__What is expected__. Return the listing that follows exactly, with no pictures included.

BEGIN Input material

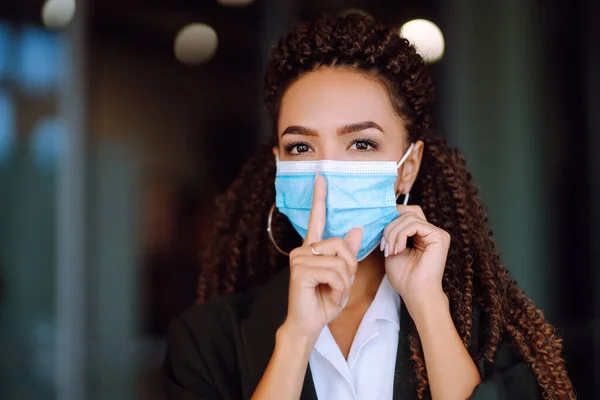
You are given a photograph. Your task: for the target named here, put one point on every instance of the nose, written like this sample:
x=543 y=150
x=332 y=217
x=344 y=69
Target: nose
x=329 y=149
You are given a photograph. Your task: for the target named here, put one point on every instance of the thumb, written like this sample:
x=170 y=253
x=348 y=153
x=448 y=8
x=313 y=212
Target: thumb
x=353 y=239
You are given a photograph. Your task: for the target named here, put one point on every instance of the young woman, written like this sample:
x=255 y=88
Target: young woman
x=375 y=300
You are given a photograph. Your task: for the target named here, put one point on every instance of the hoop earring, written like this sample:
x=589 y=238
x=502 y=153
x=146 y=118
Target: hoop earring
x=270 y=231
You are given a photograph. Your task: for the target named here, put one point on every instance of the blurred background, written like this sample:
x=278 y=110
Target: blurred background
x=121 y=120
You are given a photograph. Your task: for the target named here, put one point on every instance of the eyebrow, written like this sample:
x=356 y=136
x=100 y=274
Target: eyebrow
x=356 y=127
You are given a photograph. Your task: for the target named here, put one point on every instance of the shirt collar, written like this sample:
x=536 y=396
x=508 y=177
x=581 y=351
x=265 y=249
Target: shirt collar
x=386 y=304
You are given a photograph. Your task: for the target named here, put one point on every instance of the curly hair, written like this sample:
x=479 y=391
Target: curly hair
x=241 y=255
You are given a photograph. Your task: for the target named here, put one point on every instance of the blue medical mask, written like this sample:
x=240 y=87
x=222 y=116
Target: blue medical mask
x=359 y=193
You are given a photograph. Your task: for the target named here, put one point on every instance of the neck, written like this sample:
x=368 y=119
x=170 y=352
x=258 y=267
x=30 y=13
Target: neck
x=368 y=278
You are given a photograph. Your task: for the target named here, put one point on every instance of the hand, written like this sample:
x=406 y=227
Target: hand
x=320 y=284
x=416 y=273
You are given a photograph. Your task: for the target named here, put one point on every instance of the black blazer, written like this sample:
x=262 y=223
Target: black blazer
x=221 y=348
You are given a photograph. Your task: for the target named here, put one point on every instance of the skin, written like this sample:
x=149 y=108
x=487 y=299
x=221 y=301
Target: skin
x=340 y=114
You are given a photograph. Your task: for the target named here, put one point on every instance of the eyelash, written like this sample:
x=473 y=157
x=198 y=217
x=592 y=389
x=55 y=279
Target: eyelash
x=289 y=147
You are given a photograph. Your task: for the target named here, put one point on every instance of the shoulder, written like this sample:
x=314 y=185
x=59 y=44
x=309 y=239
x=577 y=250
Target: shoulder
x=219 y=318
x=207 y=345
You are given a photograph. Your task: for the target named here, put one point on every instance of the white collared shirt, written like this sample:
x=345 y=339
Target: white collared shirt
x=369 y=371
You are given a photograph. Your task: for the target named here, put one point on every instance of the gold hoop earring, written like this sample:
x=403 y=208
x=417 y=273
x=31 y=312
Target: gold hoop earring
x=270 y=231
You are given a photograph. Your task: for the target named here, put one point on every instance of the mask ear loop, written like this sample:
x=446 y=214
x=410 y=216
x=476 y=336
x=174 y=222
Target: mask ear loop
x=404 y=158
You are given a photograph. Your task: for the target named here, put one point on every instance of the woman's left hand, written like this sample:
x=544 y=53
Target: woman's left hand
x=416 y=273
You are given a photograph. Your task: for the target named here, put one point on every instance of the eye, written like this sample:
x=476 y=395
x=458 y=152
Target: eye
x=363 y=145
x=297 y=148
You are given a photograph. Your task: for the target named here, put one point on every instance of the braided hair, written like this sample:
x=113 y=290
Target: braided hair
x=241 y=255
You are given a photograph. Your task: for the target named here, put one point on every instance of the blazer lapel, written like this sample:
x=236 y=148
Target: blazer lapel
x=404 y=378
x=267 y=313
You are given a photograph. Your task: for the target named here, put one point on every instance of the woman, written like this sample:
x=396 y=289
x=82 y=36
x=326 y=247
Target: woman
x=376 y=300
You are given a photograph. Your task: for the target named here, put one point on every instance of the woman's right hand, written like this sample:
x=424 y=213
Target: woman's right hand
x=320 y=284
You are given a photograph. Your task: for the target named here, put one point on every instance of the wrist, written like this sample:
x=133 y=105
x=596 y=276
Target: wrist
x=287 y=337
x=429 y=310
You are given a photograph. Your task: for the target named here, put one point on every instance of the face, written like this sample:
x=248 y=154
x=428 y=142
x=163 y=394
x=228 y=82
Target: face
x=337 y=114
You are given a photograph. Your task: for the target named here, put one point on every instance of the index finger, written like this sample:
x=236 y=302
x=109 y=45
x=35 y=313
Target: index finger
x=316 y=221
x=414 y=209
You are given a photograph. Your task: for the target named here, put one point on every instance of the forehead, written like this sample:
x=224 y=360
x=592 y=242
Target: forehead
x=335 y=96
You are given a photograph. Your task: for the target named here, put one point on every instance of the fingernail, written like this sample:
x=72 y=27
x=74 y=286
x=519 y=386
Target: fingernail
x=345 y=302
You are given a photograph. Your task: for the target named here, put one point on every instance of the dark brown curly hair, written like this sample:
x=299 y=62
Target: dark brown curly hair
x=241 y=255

END Input material

__Solution for this task__.
You are given a photograph. Your task: for the target named here, put one point on every instance of the nose, written like this sample:
x=543 y=150
x=332 y=217
x=344 y=69
Target: nose
x=329 y=149
You are given a photograph. Your task: for the target named here, put one point on every instance of the thumb, written like this sample:
x=170 y=253
x=348 y=153
x=448 y=8
x=313 y=212
Target: thumb
x=353 y=239
You are given a photograph. Your task: for the target named here, put one point on every instance of the young woman, written like this sample:
x=255 y=88
Target: young woman
x=375 y=300
You are given a photograph. Your task: for the target named here, put one point on every instance of the hoop earring, written like this sample:
x=589 y=238
x=502 y=153
x=146 y=118
Target: hoop earring
x=270 y=231
You are given a photograph. Your task: for the target named here, put one point on every instance of the blurred background, written like this sample:
x=278 y=110
Target: blurred background
x=121 y=120
You are given a photograph. Your task: for the target named here, put one point on every instance of the eyebrow, written like this sample:
x=356 y=136
x=100 y=274
Target: eyebrow
x=356 y=127
You are given a photograph. Your task: for the target named here, put one point on every instance of the shirt collar, written like this sample:
x=536 y=396
x=508 y=177
x=581 y=351
x=265 y=249
Target: shirt collar
x=386 y=304
You are given a photograph. Your task: for the target named here, put one point on every instance of the curly hair, written like this sample:
x=479 y=391
Target: curly hair
x=241 y=255
You are given a photograph. Your task: for the target named here, put one point on every instance of the blue medical mask, written like this sample:
x=240 y=87
x=222 y=116
Target: blue medical mask
x=359 y=193
You are given a photograph. Your task: for the target named here, put one point on every instance of the neck, written like this sample:
x=368 y=119
x=170 y=352
x=258 y=267
x=30 y=13
Target: neck
x=368 y=278
You are given a photograph. Your task: for the target named here, put one point on every instance of the hand, written like this sample:
x=406 y=227
Target: hand
x=320 y=284
x=416 y=273
You are given a photograph. Your task: for the target named here, put one point on every instance of the black blazer, written like this sample:
x=262 y=223
Target: black blazer
x=221 y=348
You are given a photograph. Your task: for the target named here, put one point on every instance of the skin, written like this sample:
x=149 y=108
x=487 y=299
x=221 y=301
Target: skin
x=340 y=114
You are given a photograph. Your task: for the target named here, put one point on every instance of the eyelash, written like this sample:
x=473 y=157
x=198 y=217
x=592 y=389
x=55 y=279
Target: eyelash
x=289 y=147
You are given a photograph. Your task: for the target named here, put one point on every instance of the shoulder, written like this sample:
x=314 y=185
x=59 y=44
x=309 y=239
x=577 y=250
Target: shoulder
x=219 y=318
x=207 y=345
You are given a photograph. Your task: for the target named here, put one point on every instance of the white collared shirt, written like this sample:
x=345 y=339
Target: white collared shirt
x=369 y=371
You are given a photograph. Your task: for the target named here, put one point on every instance of the gold hoop earring, written like this sample:
x=403 y=208
x=417 y=273
x=31 y=312
Target: gold hoop earring
x=270 y=231
You are given a photograph. Your task: for the target named here, put one point on every instance of the mask ear loop, written like this sample:
x=446 y=214
x=410 y=216
x=476 y=336
x=174 y=222
Target: mask ear loop
x=404 y=158
You are given a photograph. Your task: for the target named here, put one point on every instance of the woman's left hand, written like this sample:
x=544 y=53
Target: woman's left hand
x=416 y=273
You are given a photograph. Your task: for the target named here, put one point on every instance of the eye, written like this sample:
x=476 y=395
x=458 y=152
Target: eye
x=363 y=145
x=297 y=148
You are given a photograph. Your task: for the target named here, put one point on every instance of the braided hair, written like this sample:
x=113 y=290
Target: braided hair
x=241 y=255
You are given a photograph. Your task: for the target named here, put one point on every instance of the blazer lapel, written like this sample:
x=236 y=148
Target: blazer lapel
x=404 y=378
x=267 y=313
You are given a photograph. Your task: for the target named here, put one point on every instance of the woman, written like this sample:
x=396 y=289
x=82 y=36
x=326 y=247
Target: woman
x=376 y=300
You are given a photograph. Your task: for the target named here, put one point on every instance of the woman's right hand, written like this sample:
x=424 y=213
Target: woman's right hand
x=320 y=284
You are given a photograph. Your task: for the target named here, put one point on every instance of the wrist, written like this sample:
x=133 y=105
x=596 y=276
Target: wrist
x=287 y=337
x=429 y=310
You are given a photograph. Your task: for the target named here, put one point on every instance of the face, written like this sample:
x=248 y=154
x=428 y=142
x=163 y=394
x=228 y=82
Target: face
x=337 y=114
You are given a photograph. Your task: for the target named here, put one point on every instance of the index finger, written like this sample:
x=236 y=302
x=109 y=45
x=35 y=313
Target: index finger
x=316 y=221
x=414 y=209
You are given a photograph. Your task: for the target named here, put one point on every instance of the forehead, written like this sample:
x=224 y=360
x=592 y=242
Target: forehead
x=335 y=96
You are given a photograph. Your task: for the target named here, put one point on every instance of the fingernail, written like this sample:
x=72 y=27
x=74 y=286
x=519 y=386
Target: fingernail
x=345 y=302
You are given a photograph. Your task: for the target named here, put one point on every instance of the dark brown curly hair, written like this sample:
x=299 y=62
Target: dark brown curly hair
x=241 y=255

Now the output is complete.